(Pointing dataset excerpts)
::::::::
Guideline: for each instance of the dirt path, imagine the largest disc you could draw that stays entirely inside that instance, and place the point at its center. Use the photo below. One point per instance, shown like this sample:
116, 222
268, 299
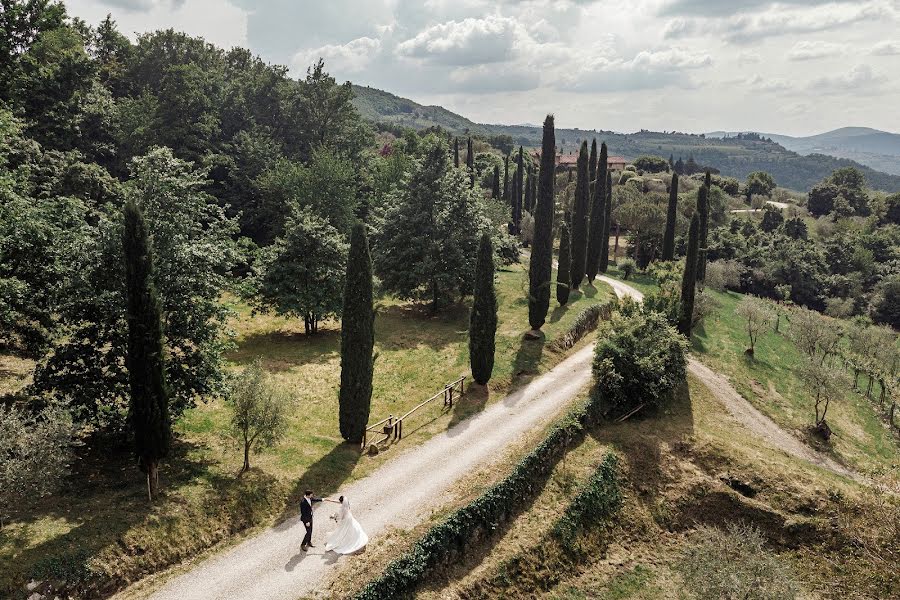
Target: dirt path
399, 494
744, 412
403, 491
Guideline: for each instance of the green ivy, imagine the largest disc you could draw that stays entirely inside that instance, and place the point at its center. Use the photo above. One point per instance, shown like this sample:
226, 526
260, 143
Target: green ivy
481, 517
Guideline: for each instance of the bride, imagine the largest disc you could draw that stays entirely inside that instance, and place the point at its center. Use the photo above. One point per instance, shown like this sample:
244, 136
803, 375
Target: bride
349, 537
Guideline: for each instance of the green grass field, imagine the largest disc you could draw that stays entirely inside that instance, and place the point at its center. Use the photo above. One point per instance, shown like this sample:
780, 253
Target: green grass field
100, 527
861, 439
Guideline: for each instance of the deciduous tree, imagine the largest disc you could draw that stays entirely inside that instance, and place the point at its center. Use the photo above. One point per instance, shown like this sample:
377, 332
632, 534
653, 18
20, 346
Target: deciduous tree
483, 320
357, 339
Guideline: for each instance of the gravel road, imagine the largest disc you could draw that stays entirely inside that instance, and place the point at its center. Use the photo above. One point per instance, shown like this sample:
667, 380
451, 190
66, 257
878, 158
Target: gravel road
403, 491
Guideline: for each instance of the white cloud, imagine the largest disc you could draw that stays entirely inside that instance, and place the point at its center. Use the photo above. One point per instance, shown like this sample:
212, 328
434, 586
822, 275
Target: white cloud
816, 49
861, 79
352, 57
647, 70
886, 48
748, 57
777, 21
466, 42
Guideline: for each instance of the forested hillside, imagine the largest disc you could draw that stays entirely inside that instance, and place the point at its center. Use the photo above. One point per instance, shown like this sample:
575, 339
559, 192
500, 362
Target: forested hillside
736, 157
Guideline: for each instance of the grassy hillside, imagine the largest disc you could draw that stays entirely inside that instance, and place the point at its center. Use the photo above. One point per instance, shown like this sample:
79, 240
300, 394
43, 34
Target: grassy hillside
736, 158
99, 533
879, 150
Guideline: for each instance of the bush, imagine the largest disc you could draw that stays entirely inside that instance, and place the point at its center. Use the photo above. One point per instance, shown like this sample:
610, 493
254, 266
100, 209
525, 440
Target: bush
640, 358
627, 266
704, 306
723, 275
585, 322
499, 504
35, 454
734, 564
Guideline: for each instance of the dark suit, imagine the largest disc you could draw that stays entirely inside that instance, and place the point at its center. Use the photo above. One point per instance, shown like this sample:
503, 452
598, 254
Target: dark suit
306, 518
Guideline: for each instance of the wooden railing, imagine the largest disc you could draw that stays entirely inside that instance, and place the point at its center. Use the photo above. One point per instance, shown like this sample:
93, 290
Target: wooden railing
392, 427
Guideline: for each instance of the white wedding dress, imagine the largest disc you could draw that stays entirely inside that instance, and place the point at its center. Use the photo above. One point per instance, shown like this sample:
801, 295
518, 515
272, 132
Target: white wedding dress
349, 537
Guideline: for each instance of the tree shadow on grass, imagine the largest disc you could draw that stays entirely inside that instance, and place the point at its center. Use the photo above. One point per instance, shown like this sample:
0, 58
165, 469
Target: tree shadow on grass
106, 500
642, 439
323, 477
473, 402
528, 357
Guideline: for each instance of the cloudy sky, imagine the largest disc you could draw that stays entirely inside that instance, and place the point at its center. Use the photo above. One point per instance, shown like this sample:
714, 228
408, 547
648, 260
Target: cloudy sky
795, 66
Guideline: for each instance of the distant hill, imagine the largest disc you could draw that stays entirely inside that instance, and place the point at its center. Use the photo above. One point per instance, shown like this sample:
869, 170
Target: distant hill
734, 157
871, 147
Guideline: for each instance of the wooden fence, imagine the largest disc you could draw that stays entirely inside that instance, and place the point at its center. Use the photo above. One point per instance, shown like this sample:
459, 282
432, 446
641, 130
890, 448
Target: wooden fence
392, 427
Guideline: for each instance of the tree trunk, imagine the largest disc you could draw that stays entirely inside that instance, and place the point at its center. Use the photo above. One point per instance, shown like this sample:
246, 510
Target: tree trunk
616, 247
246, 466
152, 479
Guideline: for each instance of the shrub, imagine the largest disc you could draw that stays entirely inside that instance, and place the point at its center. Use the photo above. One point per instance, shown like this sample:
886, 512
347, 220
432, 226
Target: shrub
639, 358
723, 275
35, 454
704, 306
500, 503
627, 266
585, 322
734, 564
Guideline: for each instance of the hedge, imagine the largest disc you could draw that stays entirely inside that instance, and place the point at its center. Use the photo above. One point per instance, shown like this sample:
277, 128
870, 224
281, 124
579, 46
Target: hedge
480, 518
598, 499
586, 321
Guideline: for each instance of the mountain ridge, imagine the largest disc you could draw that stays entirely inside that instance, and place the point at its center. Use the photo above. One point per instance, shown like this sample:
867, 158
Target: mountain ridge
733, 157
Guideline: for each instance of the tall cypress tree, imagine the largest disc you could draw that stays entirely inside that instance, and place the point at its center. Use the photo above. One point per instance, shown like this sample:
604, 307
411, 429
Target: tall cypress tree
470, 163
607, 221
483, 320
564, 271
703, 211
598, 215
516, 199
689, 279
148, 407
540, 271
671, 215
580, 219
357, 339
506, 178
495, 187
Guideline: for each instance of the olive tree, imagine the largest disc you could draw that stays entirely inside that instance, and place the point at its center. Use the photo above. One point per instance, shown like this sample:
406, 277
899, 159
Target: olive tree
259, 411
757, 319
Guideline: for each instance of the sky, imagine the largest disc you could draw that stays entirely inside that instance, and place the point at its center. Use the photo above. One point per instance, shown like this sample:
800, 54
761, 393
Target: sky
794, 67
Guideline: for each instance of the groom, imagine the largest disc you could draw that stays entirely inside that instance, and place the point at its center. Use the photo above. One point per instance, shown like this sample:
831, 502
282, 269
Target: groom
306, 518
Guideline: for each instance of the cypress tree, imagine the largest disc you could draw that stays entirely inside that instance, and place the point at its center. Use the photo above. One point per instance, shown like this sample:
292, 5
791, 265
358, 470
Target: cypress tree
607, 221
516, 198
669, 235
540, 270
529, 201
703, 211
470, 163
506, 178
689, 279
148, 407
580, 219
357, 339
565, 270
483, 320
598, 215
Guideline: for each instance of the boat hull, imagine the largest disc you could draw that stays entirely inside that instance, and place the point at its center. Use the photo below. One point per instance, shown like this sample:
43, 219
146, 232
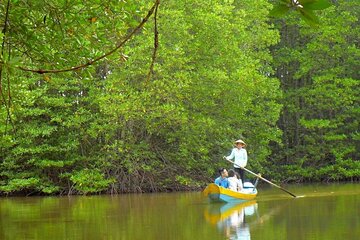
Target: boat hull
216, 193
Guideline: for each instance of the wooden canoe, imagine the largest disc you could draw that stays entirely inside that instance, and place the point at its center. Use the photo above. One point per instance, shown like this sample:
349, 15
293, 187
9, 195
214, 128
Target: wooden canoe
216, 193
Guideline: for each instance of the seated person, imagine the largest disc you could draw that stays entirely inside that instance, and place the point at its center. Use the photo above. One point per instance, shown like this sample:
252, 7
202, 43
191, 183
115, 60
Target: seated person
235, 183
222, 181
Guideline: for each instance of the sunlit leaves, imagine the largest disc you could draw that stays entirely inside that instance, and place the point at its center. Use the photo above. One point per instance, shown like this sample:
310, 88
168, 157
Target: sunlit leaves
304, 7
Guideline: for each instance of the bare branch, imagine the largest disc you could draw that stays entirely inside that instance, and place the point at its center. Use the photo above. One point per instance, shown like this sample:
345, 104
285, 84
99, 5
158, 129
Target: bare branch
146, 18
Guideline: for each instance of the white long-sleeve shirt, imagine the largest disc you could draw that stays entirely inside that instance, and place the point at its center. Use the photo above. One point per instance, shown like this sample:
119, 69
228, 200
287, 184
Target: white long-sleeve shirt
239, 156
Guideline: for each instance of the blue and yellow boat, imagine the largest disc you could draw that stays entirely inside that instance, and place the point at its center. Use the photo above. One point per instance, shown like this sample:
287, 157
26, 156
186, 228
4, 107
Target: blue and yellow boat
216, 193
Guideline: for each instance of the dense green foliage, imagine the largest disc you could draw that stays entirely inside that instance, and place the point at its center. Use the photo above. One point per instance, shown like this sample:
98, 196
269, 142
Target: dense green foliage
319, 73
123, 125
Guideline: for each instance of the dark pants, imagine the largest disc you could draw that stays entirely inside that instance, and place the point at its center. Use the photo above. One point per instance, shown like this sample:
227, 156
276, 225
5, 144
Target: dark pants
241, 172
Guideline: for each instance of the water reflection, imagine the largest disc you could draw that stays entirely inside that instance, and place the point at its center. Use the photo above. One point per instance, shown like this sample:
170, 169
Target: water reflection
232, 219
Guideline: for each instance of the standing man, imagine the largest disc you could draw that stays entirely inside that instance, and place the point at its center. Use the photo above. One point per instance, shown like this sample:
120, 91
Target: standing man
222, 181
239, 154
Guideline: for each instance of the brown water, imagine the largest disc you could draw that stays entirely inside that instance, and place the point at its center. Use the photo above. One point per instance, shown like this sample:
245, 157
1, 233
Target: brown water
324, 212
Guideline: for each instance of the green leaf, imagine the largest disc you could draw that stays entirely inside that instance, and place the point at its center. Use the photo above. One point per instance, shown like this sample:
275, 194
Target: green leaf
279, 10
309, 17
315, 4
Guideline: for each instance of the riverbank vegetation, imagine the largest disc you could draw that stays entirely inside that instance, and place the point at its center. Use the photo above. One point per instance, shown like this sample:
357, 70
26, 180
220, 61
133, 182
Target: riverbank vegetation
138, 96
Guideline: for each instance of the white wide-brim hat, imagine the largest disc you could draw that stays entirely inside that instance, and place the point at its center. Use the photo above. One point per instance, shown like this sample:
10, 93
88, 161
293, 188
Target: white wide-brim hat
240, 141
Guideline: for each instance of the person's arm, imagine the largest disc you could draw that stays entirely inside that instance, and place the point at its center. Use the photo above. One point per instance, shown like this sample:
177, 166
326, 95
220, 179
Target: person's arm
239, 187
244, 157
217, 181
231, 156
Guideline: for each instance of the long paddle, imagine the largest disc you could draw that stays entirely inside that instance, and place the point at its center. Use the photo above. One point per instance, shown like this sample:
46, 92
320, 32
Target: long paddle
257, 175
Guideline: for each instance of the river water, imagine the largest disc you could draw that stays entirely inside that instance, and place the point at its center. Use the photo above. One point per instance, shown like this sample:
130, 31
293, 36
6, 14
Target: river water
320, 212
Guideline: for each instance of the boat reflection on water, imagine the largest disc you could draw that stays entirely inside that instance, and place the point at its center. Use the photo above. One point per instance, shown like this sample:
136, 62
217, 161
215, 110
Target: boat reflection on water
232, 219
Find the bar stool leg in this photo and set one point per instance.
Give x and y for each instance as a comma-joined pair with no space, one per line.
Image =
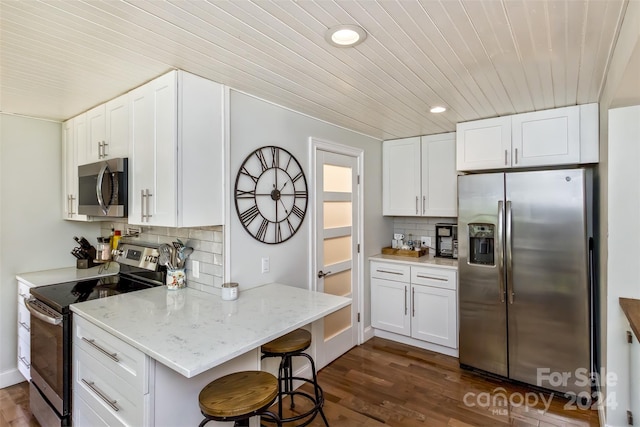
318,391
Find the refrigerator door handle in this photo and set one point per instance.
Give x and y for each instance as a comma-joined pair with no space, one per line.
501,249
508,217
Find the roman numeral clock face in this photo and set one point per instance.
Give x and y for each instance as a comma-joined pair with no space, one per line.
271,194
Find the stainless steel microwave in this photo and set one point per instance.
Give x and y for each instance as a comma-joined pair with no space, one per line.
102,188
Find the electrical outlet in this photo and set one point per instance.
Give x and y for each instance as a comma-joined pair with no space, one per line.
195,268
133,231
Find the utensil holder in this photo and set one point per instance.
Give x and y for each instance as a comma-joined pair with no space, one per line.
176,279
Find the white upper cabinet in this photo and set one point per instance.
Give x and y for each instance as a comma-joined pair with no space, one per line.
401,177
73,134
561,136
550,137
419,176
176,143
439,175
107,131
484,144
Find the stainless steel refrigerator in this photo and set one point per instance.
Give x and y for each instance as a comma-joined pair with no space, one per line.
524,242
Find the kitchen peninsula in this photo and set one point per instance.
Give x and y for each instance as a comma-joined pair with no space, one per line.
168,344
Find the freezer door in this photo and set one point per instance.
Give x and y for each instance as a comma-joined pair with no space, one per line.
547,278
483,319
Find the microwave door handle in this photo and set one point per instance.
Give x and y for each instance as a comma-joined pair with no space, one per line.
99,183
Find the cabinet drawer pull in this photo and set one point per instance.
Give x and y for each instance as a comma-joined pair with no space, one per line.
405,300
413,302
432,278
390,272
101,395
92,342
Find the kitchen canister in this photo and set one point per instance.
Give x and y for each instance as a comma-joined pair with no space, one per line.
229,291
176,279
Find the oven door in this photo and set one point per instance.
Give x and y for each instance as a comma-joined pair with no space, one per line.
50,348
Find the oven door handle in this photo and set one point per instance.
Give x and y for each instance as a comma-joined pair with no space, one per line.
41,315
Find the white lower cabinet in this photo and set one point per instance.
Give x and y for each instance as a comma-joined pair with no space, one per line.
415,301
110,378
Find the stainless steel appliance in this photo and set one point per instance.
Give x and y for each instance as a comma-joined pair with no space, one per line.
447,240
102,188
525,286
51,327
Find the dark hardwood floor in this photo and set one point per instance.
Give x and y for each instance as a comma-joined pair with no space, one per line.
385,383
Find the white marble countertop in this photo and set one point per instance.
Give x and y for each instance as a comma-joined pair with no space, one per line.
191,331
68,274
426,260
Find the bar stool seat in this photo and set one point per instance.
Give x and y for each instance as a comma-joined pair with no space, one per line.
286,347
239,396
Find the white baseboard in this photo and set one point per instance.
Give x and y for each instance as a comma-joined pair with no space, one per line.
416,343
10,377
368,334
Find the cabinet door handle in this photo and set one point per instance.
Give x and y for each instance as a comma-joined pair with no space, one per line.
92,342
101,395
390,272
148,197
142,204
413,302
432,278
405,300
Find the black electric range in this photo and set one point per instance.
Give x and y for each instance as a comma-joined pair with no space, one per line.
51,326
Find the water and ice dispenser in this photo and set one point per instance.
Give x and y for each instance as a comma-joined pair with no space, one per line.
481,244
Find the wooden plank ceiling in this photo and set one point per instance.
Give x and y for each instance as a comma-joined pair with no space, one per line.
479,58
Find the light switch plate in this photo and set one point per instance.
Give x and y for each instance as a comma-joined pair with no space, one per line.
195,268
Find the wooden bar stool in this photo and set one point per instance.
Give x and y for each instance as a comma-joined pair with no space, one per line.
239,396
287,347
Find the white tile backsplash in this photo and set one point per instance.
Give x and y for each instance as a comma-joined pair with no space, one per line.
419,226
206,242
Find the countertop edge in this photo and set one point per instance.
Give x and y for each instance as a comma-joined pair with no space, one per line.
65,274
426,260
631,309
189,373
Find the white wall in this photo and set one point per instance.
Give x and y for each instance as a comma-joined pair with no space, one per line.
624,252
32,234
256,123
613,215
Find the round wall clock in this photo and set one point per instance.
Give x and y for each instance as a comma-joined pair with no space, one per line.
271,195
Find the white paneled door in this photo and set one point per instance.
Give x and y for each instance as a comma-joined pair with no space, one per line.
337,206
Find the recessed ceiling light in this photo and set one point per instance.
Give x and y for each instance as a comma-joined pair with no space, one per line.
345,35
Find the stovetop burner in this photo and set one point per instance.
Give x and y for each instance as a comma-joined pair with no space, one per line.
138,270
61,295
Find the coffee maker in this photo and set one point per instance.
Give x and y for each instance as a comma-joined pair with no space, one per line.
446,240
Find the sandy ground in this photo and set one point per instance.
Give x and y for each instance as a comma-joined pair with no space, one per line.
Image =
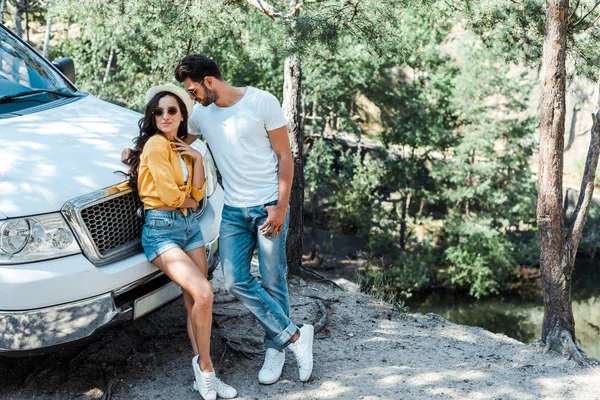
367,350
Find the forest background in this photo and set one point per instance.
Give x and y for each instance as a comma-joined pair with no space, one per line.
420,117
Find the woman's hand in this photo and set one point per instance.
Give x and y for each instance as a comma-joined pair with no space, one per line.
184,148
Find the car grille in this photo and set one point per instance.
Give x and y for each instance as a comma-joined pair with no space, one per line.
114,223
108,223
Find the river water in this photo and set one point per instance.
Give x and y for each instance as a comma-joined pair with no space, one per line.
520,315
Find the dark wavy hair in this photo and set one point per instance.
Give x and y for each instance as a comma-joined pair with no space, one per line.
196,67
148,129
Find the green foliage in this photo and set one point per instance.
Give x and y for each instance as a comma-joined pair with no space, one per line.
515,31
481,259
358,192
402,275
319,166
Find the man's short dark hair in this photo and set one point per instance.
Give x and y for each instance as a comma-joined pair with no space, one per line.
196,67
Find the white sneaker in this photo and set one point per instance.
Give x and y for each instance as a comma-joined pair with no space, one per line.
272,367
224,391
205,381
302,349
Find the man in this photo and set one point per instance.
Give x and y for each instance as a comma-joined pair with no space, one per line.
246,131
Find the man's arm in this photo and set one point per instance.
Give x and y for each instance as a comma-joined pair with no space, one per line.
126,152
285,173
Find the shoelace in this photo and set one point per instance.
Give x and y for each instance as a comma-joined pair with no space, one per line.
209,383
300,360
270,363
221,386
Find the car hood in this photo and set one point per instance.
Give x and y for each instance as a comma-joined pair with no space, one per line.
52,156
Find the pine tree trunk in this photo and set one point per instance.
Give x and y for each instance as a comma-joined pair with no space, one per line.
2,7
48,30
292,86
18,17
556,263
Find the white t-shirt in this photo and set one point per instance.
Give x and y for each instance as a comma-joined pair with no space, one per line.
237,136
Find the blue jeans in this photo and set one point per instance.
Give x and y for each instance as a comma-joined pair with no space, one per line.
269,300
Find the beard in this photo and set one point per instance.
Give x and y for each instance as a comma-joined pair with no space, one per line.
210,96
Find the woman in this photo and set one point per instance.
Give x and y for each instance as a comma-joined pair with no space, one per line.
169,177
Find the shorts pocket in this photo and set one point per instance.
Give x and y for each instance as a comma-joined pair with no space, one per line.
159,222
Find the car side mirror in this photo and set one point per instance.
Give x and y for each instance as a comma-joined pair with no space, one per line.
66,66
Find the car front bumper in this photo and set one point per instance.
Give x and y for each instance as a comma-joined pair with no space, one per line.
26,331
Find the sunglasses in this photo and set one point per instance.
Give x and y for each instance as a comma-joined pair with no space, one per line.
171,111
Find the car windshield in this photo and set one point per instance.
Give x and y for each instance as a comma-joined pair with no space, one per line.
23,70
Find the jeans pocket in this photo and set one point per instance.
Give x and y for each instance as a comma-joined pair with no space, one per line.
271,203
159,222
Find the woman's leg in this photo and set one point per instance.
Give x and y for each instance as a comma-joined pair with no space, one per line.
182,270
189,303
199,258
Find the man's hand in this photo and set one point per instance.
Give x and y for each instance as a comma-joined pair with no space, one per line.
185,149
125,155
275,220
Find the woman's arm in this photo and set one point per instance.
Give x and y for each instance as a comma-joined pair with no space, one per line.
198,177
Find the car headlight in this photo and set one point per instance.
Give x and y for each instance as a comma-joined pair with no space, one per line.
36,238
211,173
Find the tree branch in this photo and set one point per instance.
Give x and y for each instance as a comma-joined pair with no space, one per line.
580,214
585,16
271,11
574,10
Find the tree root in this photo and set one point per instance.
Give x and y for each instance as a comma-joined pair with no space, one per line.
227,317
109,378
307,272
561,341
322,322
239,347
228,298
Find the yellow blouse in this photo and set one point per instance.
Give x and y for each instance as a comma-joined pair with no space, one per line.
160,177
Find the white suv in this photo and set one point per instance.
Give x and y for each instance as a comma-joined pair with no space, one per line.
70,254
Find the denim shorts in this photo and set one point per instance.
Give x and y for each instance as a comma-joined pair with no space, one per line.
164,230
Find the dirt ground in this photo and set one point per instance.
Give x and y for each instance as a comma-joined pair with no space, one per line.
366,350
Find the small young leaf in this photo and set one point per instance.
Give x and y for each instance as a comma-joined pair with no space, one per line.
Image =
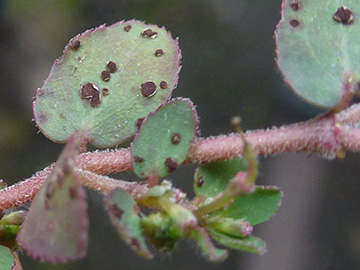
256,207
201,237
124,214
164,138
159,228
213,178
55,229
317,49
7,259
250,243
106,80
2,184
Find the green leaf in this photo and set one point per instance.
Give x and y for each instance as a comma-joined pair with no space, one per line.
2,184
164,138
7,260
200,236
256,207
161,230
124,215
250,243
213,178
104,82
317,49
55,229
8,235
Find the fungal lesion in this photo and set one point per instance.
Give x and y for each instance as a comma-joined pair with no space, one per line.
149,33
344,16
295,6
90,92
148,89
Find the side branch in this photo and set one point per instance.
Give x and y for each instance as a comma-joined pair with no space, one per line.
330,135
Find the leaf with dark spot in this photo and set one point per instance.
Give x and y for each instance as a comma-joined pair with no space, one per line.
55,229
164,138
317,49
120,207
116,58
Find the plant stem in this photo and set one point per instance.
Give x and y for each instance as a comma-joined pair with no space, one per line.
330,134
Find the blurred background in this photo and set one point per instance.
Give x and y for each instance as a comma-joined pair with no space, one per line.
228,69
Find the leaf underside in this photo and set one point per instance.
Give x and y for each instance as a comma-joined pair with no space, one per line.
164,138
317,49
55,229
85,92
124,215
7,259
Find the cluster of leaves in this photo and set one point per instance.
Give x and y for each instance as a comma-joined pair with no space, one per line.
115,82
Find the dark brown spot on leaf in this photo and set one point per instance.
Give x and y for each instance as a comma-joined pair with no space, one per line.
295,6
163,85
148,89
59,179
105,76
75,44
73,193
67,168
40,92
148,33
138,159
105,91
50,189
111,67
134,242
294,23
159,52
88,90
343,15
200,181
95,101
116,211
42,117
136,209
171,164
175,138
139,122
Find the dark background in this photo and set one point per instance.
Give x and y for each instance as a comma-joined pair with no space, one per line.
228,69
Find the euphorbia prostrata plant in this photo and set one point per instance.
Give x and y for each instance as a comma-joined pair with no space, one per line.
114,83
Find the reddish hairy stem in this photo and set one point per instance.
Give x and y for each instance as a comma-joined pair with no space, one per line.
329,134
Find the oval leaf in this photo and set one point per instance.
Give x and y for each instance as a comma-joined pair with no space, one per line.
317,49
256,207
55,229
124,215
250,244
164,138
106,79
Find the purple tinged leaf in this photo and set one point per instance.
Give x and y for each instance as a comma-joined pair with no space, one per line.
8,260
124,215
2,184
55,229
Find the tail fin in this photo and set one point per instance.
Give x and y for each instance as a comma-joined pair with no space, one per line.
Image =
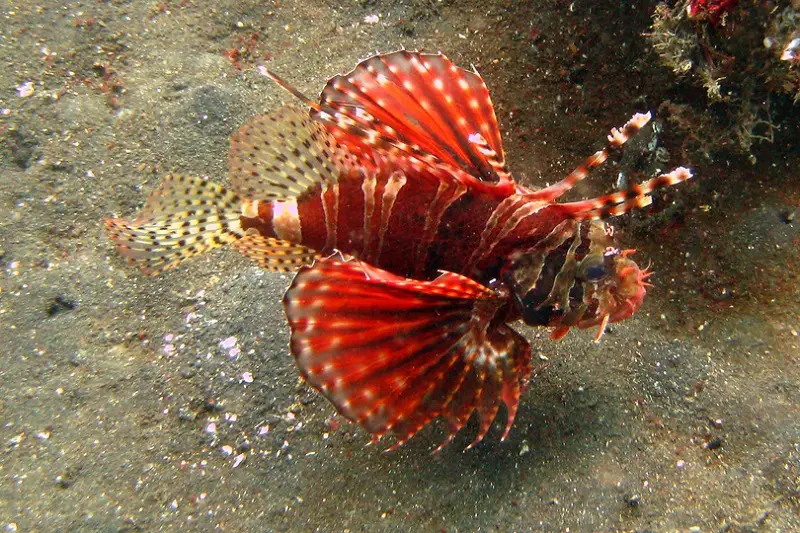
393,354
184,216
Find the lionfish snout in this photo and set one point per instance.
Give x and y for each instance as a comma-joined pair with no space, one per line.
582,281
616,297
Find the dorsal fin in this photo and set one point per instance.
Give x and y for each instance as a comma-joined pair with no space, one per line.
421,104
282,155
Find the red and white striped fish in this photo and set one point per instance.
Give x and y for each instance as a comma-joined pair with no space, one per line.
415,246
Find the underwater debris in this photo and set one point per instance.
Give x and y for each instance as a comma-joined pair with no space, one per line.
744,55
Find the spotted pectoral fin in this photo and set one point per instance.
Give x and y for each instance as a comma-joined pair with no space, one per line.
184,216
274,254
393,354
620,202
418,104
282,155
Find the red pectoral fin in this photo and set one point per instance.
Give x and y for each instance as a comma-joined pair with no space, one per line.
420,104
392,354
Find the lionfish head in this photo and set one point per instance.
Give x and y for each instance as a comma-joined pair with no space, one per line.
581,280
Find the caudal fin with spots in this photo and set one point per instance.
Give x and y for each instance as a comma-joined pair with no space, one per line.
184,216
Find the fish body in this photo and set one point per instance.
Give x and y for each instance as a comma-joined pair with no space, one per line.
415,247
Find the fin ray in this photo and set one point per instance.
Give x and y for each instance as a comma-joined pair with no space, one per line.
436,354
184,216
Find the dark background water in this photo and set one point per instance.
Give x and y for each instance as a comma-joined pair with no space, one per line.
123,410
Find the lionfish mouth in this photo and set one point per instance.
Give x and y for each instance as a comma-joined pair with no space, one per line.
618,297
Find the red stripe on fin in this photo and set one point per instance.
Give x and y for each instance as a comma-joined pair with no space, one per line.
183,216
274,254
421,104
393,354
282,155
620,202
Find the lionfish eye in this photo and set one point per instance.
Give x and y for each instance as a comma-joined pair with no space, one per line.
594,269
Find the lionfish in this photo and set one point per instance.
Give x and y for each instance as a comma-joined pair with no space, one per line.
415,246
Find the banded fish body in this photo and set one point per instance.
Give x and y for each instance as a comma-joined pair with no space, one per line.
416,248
::::::::
== WHAT TO PRODUCE ==
Write the lines out verbatim, from the one with "Find the lionfish head" through the last line of the entries, and stop there.

== RESULT FOR THIS EXERCISE ==
Find the lionfish head in this photo and set one point per instance.
Give x and y for each instance as a comma-joined pair with no space, one per line.
581,280
Find the caudal fin with spots in this photo and set one point per instance.
Give x and y for each instance as a comma-joined pair with no space, one per line.
184,216
Find the fish body in this photo and set one point per instance.
Give x and y for each instance as a comma-joined pair with no space, one per line.
415,247
Find the fin ray in this photo and set one point per instance.
Give x and y for each instance as a comma-joined pair with no space, one per line.
436,354
184,216
Find the dark background water in this photo and set one point per instance.
Give x and y for each instance as a comma-joined pair with no space, one per line.
123,410
Find the lionfish mouth in this photo and set one point per instance.
Give x and y for each instance as a comma-joined pair with no space, one per line.
618,297
Find the red stripe on fin in this photo and set one point per instance.
Give x and y for each instance as a comma-joined pair with no space, one per line.
183,216
274,254
421,104
393,354
282,155
620,202
Find the lionfish eye in this photo and set one point per instance.
Give x and y for each instance as a comma-joined pair with no space, one per line.
594,269
Find the lionfish in this photo and set one point per instance.
Give x and y for each instance as a comma-joined pair with no space, one per line.
415,246
Find the banded fish body in this photo and set one point per instance.
Give x and y for each instance as a comma-joined pair with no space, one per line.
416,248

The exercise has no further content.